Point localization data

----

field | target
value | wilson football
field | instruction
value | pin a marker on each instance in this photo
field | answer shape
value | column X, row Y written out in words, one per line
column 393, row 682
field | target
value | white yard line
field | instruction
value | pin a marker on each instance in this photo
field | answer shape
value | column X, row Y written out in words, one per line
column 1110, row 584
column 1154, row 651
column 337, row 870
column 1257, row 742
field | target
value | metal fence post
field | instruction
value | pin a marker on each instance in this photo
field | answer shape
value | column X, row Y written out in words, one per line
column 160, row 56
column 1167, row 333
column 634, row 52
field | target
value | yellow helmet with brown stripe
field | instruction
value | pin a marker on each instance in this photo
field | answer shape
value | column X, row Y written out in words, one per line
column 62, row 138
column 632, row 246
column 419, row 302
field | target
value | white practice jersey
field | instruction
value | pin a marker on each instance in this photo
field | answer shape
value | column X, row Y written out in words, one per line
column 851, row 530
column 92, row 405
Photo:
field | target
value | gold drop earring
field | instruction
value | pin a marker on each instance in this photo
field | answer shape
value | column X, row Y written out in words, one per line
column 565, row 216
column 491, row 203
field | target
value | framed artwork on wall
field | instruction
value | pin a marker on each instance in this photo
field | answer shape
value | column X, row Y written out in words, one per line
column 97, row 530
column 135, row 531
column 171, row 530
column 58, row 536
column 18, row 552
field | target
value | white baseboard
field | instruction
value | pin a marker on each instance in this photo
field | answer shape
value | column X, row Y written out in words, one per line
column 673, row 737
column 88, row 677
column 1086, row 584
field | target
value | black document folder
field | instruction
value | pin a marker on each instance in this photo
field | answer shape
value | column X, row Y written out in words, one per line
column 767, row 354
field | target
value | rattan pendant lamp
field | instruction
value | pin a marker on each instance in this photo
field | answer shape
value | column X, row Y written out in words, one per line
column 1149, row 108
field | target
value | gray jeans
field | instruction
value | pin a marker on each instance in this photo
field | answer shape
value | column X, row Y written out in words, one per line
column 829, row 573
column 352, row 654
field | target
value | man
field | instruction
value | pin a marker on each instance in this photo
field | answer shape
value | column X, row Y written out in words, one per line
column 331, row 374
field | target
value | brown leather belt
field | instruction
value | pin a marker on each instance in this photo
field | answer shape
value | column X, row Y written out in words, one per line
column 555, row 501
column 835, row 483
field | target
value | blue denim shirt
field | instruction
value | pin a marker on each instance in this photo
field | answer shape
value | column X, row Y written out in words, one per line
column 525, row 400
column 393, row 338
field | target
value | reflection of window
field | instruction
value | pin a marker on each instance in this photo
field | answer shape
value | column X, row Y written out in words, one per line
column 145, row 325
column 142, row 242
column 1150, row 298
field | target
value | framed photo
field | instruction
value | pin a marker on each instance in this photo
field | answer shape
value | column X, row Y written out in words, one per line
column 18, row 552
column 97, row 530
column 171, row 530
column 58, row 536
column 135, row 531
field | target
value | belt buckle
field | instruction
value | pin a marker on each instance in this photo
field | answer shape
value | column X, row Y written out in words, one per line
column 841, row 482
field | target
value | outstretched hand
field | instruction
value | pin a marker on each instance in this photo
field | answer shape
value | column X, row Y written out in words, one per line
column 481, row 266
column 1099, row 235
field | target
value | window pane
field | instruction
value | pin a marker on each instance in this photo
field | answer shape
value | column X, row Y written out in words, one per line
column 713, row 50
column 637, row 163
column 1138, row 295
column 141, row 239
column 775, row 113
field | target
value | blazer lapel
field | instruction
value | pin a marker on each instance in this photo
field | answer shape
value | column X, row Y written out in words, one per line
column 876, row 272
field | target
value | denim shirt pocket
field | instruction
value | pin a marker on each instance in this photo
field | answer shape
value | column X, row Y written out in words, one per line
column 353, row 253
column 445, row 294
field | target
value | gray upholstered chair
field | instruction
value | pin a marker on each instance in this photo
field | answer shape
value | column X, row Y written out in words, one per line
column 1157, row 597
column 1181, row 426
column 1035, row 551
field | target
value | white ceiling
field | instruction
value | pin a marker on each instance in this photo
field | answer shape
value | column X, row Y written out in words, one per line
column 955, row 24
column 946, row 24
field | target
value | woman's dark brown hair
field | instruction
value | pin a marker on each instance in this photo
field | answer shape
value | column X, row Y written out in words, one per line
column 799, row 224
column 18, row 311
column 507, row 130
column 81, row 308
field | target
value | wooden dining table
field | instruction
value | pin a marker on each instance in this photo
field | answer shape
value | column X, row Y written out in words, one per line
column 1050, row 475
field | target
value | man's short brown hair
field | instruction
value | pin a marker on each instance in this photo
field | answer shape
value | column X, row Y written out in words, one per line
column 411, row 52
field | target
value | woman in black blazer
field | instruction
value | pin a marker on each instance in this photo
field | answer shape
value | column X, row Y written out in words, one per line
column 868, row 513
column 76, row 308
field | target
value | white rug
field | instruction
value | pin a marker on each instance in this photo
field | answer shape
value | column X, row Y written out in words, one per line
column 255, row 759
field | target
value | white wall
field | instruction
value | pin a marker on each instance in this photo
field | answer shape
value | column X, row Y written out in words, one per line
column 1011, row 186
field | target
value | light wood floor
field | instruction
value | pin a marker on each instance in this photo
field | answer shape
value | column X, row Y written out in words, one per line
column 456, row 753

----

▶ [Work instruction]: Exactly the lines from the one containing "value | woman in black blazer" through the end of the records above are to be printed, and no others.

▶ [Final answer]:
value | woman in black blazer
field | instruction
value | pin a marker on each instance in this photo
field | answer shape
value | column X, row Y written out in words, one per line
column 868, row 513
column 76, row 308
field | target
value | white rug
field | instruction
value | pin a marker on each instance in this photo
field | answer shape
value | column X, row Y written out in words, one per line
column 255, row 759
field | target
value | white wall
field | instruction
value | pin a marker on each instance in this photo
field | answer shape
value | column X, row Y written out in words, one per line
column 1011, row 186
field | target
value | light wood floor
field | instruction
value | pin a marker on each instance in this photo
field | answer shape
value | column X, row Y written out in words, one per line
column 456, row 753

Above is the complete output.